Between the line containing "Return the outline of every instance of the squarish" and the line containing "Return the outline of every instance of the <item>light" lies a run of lines; give that run again exactly, with both of those lines, and nothing else from the entries below.
[ENTRIES SUPPLIED Boundary: Start]
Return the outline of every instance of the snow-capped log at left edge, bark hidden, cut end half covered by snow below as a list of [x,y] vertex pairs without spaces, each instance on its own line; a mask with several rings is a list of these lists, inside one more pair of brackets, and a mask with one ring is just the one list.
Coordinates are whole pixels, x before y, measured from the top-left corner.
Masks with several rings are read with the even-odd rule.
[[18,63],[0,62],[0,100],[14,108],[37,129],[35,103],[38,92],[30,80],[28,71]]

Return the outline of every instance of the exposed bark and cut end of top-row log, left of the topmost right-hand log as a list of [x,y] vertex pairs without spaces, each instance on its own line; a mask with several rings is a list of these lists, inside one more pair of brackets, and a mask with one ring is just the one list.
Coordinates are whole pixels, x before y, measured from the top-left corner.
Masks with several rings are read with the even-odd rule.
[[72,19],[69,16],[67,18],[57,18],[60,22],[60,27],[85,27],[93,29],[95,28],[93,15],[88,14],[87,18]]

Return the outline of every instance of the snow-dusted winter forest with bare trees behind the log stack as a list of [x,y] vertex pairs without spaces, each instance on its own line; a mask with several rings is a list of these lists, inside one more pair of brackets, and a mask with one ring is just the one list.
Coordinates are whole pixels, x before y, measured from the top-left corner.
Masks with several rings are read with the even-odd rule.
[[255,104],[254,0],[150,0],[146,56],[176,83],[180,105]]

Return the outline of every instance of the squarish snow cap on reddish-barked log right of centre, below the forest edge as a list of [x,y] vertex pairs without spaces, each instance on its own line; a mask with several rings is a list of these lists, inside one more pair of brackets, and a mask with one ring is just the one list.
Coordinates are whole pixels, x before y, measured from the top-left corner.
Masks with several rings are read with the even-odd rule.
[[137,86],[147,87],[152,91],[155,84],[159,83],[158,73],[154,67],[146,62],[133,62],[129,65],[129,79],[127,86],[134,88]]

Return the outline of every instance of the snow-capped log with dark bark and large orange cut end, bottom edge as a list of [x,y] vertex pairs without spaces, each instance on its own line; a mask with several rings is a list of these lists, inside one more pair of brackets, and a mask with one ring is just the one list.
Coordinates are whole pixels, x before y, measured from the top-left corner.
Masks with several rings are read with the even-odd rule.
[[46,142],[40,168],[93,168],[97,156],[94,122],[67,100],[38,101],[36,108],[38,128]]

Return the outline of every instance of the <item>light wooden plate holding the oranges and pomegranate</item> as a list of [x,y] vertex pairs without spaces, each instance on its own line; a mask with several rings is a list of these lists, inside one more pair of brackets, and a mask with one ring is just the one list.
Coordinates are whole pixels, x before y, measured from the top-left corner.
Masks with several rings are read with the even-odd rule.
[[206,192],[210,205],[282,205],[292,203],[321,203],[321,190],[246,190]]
[ENTRIES SUPPLIED Boundary: End]
[ENTRIES SUPPLIED Boundary: Start]
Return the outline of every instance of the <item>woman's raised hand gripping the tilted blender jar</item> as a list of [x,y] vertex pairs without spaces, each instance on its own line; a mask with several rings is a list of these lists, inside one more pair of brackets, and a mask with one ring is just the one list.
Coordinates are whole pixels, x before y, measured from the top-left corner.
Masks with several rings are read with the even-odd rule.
[ENTRIES SUPPLIED Boundary: End]
EXERCISE RESPONSE:
Return the outline of every instance of the squarish snow cap on reddish-barked log right of centre, below the forest edge as a list of [x,y] vertex pairs without spaces, each instance on its own line; a mask with several rings is a list of these lists, inside one more pair of brackets, and a mask with one ring is just the one list.
Coordinates are whole pixels, x before y, measured from the top-left corner.
Masks with several rings are read with the even-odd rule.
[[137,86],[147,87],[152,91],[155,84],[159,83],[158,73],[154,67],[146,62],[133,62],[129,65],[129,79],[127,86],[134,88]]

Return the outline of every instance of the snow-capped log with dark bark and large orange cut end, bottom edge as a list of [x,y] vertex pairs without spaces, each instance on its own line; a mask with several rings is a list of these lists, inside one more pair of brackets, and a mask with one ring is just the one list.
Coordinates are whole pixels, x before y, measured from the top-left corner.
Masks with several rings are read with the even-odd rule.
[[46,142],[40,168],[93,168],[97,156],[94,122],[67,100],[38,101],[36,108],[38,128]]

Return the outline of every instance of the <item>light wooden plate holding the oranges and pomegranate</item> as a list of [x,y] vertex pairs without spaces, each instance on its own line; a mask with several rings is a list of these lists, inside one more pair of brackets, and a mask with one ring is just the one list.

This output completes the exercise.